| Given data |
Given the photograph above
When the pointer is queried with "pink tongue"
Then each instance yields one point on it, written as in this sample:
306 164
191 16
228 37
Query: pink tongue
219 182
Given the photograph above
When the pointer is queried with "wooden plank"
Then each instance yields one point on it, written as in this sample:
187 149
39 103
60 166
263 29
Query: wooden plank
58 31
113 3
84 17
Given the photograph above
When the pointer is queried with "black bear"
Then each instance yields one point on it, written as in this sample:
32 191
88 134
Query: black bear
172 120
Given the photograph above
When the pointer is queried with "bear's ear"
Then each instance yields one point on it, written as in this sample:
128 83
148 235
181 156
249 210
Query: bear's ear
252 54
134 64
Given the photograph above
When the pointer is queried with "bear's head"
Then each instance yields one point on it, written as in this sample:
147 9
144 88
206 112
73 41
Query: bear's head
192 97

| Work task |
Return every line above that contains the word "queried".

| Response |
When the pointer is queried with "pink tongue"
When the pointer is queried with "wooden plank"
When the pointer is queried with "black bear"
When the pointer is queried with "bear's ear"
When the pointer is queried with "bear's head"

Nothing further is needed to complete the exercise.